_Stored records_
——

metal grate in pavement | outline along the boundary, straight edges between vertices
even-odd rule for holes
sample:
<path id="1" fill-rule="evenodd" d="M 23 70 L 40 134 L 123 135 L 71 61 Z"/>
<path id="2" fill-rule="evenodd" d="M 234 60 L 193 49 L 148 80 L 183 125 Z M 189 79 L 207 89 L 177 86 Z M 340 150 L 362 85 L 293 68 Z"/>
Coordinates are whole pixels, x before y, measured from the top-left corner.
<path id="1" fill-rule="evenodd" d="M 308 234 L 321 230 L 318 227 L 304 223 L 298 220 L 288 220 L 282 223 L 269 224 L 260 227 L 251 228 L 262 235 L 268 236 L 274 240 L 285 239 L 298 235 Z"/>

——

_WHAT TO WORK ON_
The required output is the exact run of lines from the beginning of the records to the line with "70 L 40 134", that line included.

_RESPONSE FOR THIS EXERCISE_
metal grate in pavement | outline along the boundary, straight edges between vertices
even-odd rule for holes
sample:
<path id="1" fill-rule="evenodd" d="M 23 70 L 40 134 L 123 135 L 71 61 Z"/>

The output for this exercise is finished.